#### [Passage shown]
LONDON, Nov 15 (Thomson Reuters Foundation) - Moldova, Europe's poorest country, is looking to use blockchain, the digital tool behind the cryptocurrency bitcoin, to stamp out child trafficking with help from United Nations experts, a government official said on Wednesday.

Digital identification experts from the U.N. Office for Project Services (UNOPS) and other agencies were in Chisinau this week to discuss possible ways of using the technology to protect children from exploitation.

Every year, hundreds of women and girls as young as 13 are trafficked from Moldova to Russia, Turkey, the United Arab Emirates and other nations, mainly to work as sex slaves, according to international watchdogs.

"This is a pressing issue and we are eager to find efficient solutions to help us address it," Mihail Beregoi, state secretary for the Moldova's Ministry of Internal Affairs, told the Thomson Reuters Foundation via email.

Moldova was put on the United States' watch list of countries that are not doing enough to fight human trafficking earlier this year.

Children living in rural areas are particularly at risk of trafficking as they often hold no identification, something that makes them invisible to authorities and easier for traffickers to smuggle across borders on fake documents, experts say.

Blockchain could be used to give them paperless identification documents based on biometric data, such as fingerprints or facial scans, which would be impossible to fake, said Yoshiyuki Yamamoto, UNOPS special adviser for blockchain.

"If we want to set up a reliable identity management system it has to be based on something immutable," he said by phone from New York ahead of travelling to Chisinau.

An estimated 40 million people were trapped as slaves last year - mostly women and girls - in forced labour and forced marriages, according to anti-slavery groups.

UNOPS this month announced it had teamed up with the World Identity Network (WIN), a campaign group, and other U.N. agencies to launch a pilot using blockchain to fight the crime.

#### [Parts of the exercise]
1/ Please extract the part of the Moldova article between "Moldova was put" and "travelling to Chisinau.", inclusive.
2/ Summarize the Moldova article in two sentences.
The records are separate material from the Moldova article.

[Collected data]
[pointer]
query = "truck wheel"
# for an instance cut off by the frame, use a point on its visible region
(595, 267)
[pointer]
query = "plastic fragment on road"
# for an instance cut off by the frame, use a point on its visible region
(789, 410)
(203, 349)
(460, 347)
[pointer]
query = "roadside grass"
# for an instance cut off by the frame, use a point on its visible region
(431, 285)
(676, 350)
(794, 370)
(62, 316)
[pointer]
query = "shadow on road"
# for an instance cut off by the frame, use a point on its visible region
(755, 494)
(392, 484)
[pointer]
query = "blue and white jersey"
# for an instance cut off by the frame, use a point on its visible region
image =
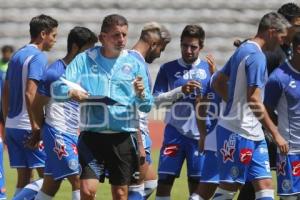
(245, 68)
(29, 62)
(174, 75)
(213, 112)
(62, 115)
(143, 117)
(283, 95)
(113, 78)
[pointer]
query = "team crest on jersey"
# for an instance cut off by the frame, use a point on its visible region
(41, 146)
(228, 149)
(171, 150)
(280, 167)
(127, 69)
(296, 168)
(95, 69)
(73, 164)
(60, 149)
(286, 185)
(246, 156)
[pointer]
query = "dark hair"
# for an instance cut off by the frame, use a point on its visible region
(194, 31)
(273, 20)
(296, 40)
(80, 36)
(113, 20)
(7, 48)
(289, 11)
(41, 23)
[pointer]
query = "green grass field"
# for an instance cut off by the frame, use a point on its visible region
(179, 192)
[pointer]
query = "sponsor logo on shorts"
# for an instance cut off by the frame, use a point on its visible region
(171, 150)
(73, 164)
(60, 149)
(234, 171)
(296, 168)
(286, 185)
(280, 168)
(246, 156)
(228, 149)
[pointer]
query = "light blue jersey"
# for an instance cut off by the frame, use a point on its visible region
(113, 78)
(63, 116)
(27, 63)
(246, 68)
(283, 95)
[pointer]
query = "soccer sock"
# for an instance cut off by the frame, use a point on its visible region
(195, 196)
(267, 194)
(288, 197)
(162, 198)
(150, 186)
(76, 195)
(222, 194)
(136, 192)
(17, 191)
(42, 196)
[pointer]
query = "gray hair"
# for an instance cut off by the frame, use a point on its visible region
(273, 20)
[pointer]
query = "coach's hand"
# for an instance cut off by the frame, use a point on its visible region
(78, 95)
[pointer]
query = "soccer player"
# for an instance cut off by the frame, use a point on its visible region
(283, 96)
(107, 139)
(25, 70)
(177, 85)
(242, 150)
(153, 40)
(291, 12)
(60, 126)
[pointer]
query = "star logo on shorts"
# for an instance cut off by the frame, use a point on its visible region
(60, 150)
(227, 152)
(75, 150)
(280, 168)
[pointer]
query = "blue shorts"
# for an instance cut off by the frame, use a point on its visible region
(288, 174)
(176, 148)
(21, 156)
(209, 169)
(2, 177)
(61, 151)
(241, 159)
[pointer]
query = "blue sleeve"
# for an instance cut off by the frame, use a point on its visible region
(59, 90)
(273, 91)
(144, 104)
(37, 66)
(255, 67)
(161, 84)
(227, 67)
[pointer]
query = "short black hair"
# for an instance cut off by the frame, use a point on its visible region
(194, 31)
(289, 11)
(41, 23)
(80, 36)
(296, 40)
(113, 20)
(7, 48)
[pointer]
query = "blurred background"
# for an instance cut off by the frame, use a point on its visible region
(223, 20)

#### [Full solutions]
1/
Moldova was put on the United States' watch list of countries that are not doing enough to fight human trafficking earlier this year.

Children living in rural areas are particularly at risk of trafficking as they often hold no identification, something that makes them invisible to authorities and easier for traffickers to smuggle across borders on fake documents, experts say.

Blockchain could be used to give them paperless identification documents based on biometric data, such as fingerprints or facial scans, which would be impossible to fake, said Yoshiyuki Yamamoto, UNOPS special adviser for blockchain.

"If we want to set up a reliable identity management system it has to be based on something immutable," he said by phone from New York ahead of travelling to Chisinau.

2/ Moldova is looking to use blockchain to stop child trafficking with help from United Nations experts, who met in Chisinau to discuss how the technology could protect children. Children in rural areas often have no identification, which makes them easier to smuggle on fake documents, and blockchain could give them paperless biometric IDs that would be impossible to fake.